## [TEXTAUSZUG]
::::
© JUNGE FREIHEIT Verlag GmbH & Co.  www.jungefreiheit.de  20/11 13. Mai 2011

„Uououooo Uououooo“
Der europäische Sängerwettstreit in Deutschland: Unser Autor ist von Lena begeistert – Sie auch?
Harald Harzheim

Wie es um den europäischen Gedanken steht, läßt sich nirgendwo genauer ablesen als in der Populärkultur, die den Geschmack der Massen treffen muß. Der „Eurovision Song Contest“, der in diesem Jahr nach 1957 und 1983 zum dritten Male in Deutschland stattfindet, ist so ein Indikator für den Massengeschmack – und der ist im Gegensatz zur Gründungzeit des „Grand Prix d’Eurovision“ Mitte der 1950er Jahre unverkennbar anglophon.

Auffällig sind auch die Parallelen zur Europäischen Union mit kleinen Sonderrechten für große Zahlmeister: Die finanzkräftigsten Mitglieder der Europäischen Rundfunkunion – Frankreich, Italien, Spanien, England und Deutschland – sind für das Finale am 14. Mai in der Düsseldorfer Esprit-Arena gesetzt. In ihren Beiträgen zu diesem Musikspektakel synthetisieren sich nationalkulturelle Spuren mit der globalen Popkultur und ihrem Hauptthema: Liebe.

Frankreich zum Beispiel verteidigt 2011 seinen Ruf als Heimat bürgerlicher Hochkultur, indem es den Opernsänger Amaury Vassily ins Rennen schickt. Der, durch künstlerische „Schwarzarbeit“ bei Filmmusik und Rock-Cover-Versionen ohnehin ein Grenzgänger, weint mit kräftiger Opernstimme seinem verlorenen „Sognu“ (Traum), einer Liebschaft nach. Unterlegt mit Bolero-Klängen, singt er im korsischen Regionaldialekt. Das klingt dem Italienischen, der Opernsprache also, sehr ähnlich.

Apropos Italien: Deren Vertreter Raphael Gualazzi, in Gamaschenschuhen am Piano sitzend, mixt klassisch-italienische Schlager-Traditon mit Einflüssen von Ray Charles und Billy Holiday. Der im Liedtext beschworene „Madness of Love“ (Wahnsinn der Liebe) bezieht sich auf eine Frau, die ihn verläßt. Dennoch wünscht er ihr beim nächsten „Lover“ alles Gute. Ein echter Gentleman. Demgegenüber scheint die Boygroup „Blue“ das Königreich England rehabilitieren zu wollen, setzen die muskulösen Jungs doch Obamas „Yes, we can“ das individuelle „I can“ entgegen. Was genau die können? Angeblich ihren Liebeskummer überleben. Etwas Trotziges, Pragmatisches springt da entgegen, wie man es aus dem „neuen Realismus“ englischer Filme und Dramen à la Ravenhill oder Mike Leigh kennt, verdünnt mit neumodischem Wellness-Geist.
::::
## [VORLIEGENDE DATEN]

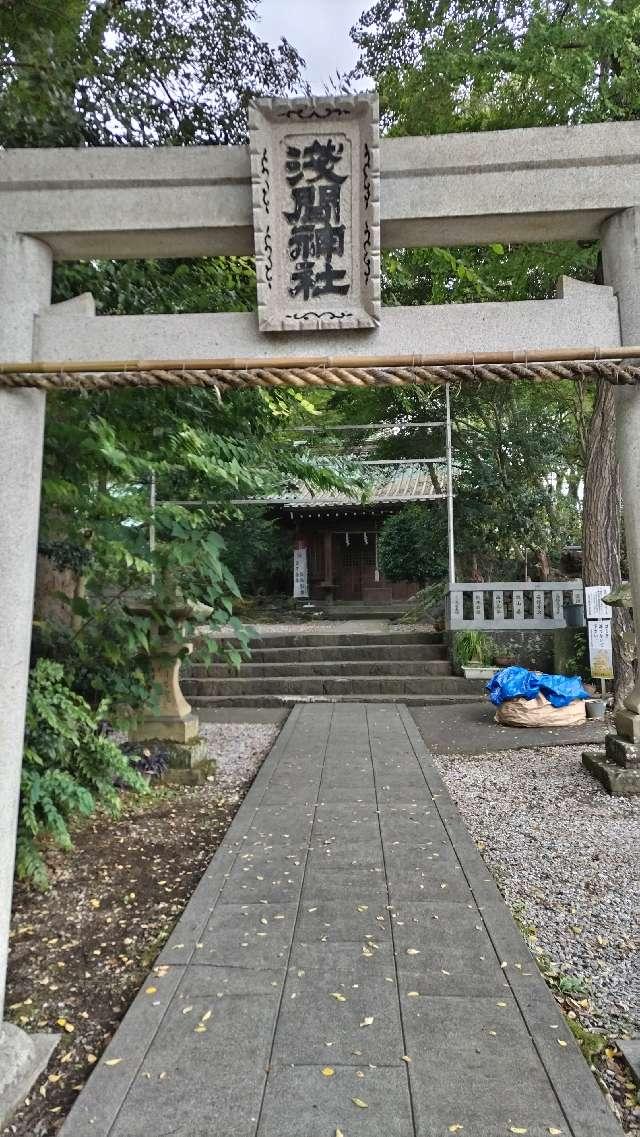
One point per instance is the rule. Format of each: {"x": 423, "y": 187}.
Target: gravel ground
{"x": 567, "y": 860}
{"x": 239, "y": 748}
::::
## [AUFGABE A]
Wo wird laut dem Textauszug über den Eurovision Song Contest das Finale am 14. Mai ausgetragen?
## [AUFGABE B]
Führe den Textauszug über den Eurovision Song Contest 2011 im Anschluss an seinen letzten Satz weiter.
Die Zeilen sind eigenständiges Material und gehören nicht zum Textauszug.

## [ANTWORT A]
In der Düsseldorfer Esprit-Arena.

## [ANTWORT B]
Der Dichter Barbey d’Aurevilly klagte im 19. Jahrhundert, Goethe habe in seinem Werk nur langweilige Gretchen, nicht aber mal eine feurige Spanierin vorzuweisen. Sieht man die Sängerin Lucia Perez, ahnt man, was er vermißte: Die Kleine ist pures Feuer, hat heißes Blut, ihr Clip zeigt sie in rauschendem Karneval. Darin präsentiert sie ihre musikalische Urschrei-Therapie, „Uououooo Uououooo“, der Freudenruf über eine gelingende Liebe.

Übrigens sind auch hiesige Mädchen keine Gretchen mehr. Das beweist Lena Meyer-Landrut mit ihrem Beitrag „Taken by a stranger“ (Von einem Fremden genommen). Sie ist eine absolute Überraschung: Feierte ihr Sieger-Hit 2010 „Like a satellite“ noch die fröhliche Selbstaufgabe an schulmädchenhafte Fixierung, so scheint sie ein Jahr später „erwachsen“. Vorbei das Flippige, Alberne, Überschwengliche. Im schwarz-weißen Videoclip geht sie im langen schwarzen Abendkleid durch schattenhafte Korridore eines Luxushotels.

Sofort denkt man an die Hollywood-Diven der „schwarzen Serie“, in ihrer geheimnisvollen Eleganz. Dazu paßt der Text. Nicht Trauer um Verlorenes ist Thema. Auch keine aufgesetzte Selbstermunterung. Sondern das Einlassen auf das Dunkel, auf die Nacht. Sich nicht ängstigen, keine Wunden lecken, sondern Offen-sein für das Abenteuer.

Der Text reimt „Stranger“ (Fremder) auf „Danger“ (Gefahr), verspricht mit dunklem Sound-Teppich lustvoll-gefährliche Abenteuer der Nacht. Nichts wie rein. Diese dunkle Film-noir-Eleganz wurde im Hollywood der Vierziger von deutschen Emigranten kreiert, darin den heimischen Expressionismus fortsetzend.

An diese beste deutsche Tradition knüpft Lena Meyer-Landrut an, zitiert im Clip gar dessen ureigenstes Symbol, den zerbrochenen Spiegel. Oder zeigt ihr Gesicht mit stummfilmhaft umrandeten Augen. Deutschland: elegant, weltoffen, angstfrei, mit lustvoller Offenheit gegenüber dem Dunkel der Existenz, in der Synthese eigener Wurzeln mit US-Ästhethik eine moderne Identität gestaltend: Stößt solch eine Phantasie auf Publikumsinteresse? Laut Google-Prognose steht Lena mit ihrem Song bereits auf Platz 2. Tendenz steigend.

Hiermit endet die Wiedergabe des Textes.